Start Records for this task

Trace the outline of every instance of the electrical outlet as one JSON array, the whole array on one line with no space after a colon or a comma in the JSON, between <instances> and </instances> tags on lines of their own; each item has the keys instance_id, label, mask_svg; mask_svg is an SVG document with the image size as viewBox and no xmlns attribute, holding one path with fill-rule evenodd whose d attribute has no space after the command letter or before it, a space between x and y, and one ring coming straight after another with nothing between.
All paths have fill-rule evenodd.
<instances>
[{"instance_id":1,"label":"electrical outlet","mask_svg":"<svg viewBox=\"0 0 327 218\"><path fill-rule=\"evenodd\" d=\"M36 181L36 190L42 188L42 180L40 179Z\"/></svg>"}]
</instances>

End Records for this task

__What the exercise asks__.
Format each line of the rows above as a JSON list of strings, with one string per line and blank lines omitted.

__Exercise answer__.
[
  "Trace the outline of every instance of the electrical outlet as one JSON array, the whole array on one line with no space after a colon or a comma in the JSON, between <instances> and </instances> tags on lines of their own; each item has the keys instance_id, label, mask_svg; mask_svg is an SVG document with the image size as viewBox and no xmlns attribute, holding one path with fill-rule evenodd whose d attribute has no space after the command letter or before it, a space between x and y, and one ring coming straight after another with nothing between.",
  "All paths have fill-rule evenodd.",
  "<instances>",
  "[{\"instance_id\":1,\"label\":\"electrical outlet\",\"mask_svg\":\"<svg viewBox=\\\"0 0 327 218\\\"><path fill-rule=\\\"evenodd\\\" d=\\\"M36 181L36 190L42 188L42 180L40 179Z\\\"/></svg>\"}]",
  "</instances>"
]